El hueso y la piel, dos símbolos contrarios en la unión por amor
Vicente Aleixandre (1898-1984): «Mano entregada»
El poeta y Premio Nobel Vicente Aleixandre fotografiado en 1977
La larga y complicada peripecia de la recuperación de la casa madrileña de Vicente Aleixandre, en la calle Velintonia, ha servido para que los medios hablaran reiteradamente de nuestro gran poeta.
La historia parece haber tenido un final feliz: ha adquirido la casa la Comunidad de Madrid, la va a restaurar y se va a convertir en el centro de la conmemoración madrileña del centenario de la generación del Veintisiete, como un simbólico hogar de la poesía.
Por motivos de salud, Aleixandre vivió allí una cierta reclusión, que de ningún modo suponía aislamiento: estaba muy al tanto de la actualidad literaria pero al margen de la cultura oficial. Allí acogía a muchos jóvenes poetas: una actitud muy diferente de la de su gran amigo Dámaso Alonso, tan celoso de su tiempo y de su intimidad.
..............................
▶ _Tareas y ejercicios_:
- a) Modifica el fragmento del texto sobre Aleixandre que empieza en las palabras "El poeta y Premio" y termina después de "nuestro gran poeta.". Pon "Wellingtonia" en lugar de "Velintonia".
- b) Según el texto sobre Aleixandre, ¿quién ha comprado la casa del poeta en Madrid?
- c) Sigue escribiendo el texto sobre Aleixandre desde el punto en que termina.

▶ _Material de partida_:
..............................
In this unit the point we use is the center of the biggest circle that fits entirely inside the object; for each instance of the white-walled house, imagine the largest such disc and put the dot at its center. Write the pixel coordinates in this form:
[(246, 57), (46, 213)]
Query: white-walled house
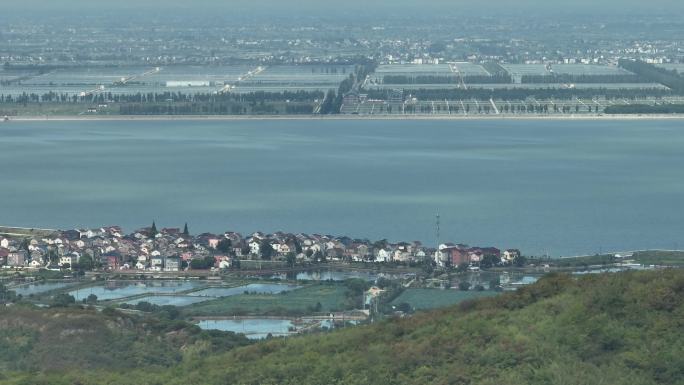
[(383, 255)]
..............................
▶ _Respuestas escritas_:
- a)
El poeta y Premio Nobel Vicente Aleixandre fotografiado en 1977
La larga y complicada peripecia de la recuperación de la casa madrileña de Vicente Aleixandre, en la calle Wellingtonia, ha servido para que los medios hablaran reiteradamente de nuestro gran poeta.

- b) La Comunidad de Madrid.

- c)
Desde Velintonia, Aleixandre fue gran maestro y amigo de José Luis Cano, Carlos Bousoño, Paco Brines, Paco Nieva, Pere Gimferrer, Antonio Carvajal, Guillermo Carnero, Antonio Colinas… Yo también, como tantos otros, tuve ocasión de apreciar su generosidad, su educación y su singular amabilidad.
El Premio Nobel que se le concedió en 1977 premiaba una poesía de gran calidad pero significaba también el reconocimiento a una extraordinaria generación de poetas, la del Veintisiete. Como es bien sabido, García Lorca fue asesinado; al exilio marcharon Rafael Alberti, Pedro Salinas, Jorge Guillén y Luis Cernuda; en Madrid se quedaron Vicente Aleixandre, Dámaso Alonso y Gerardo Diego.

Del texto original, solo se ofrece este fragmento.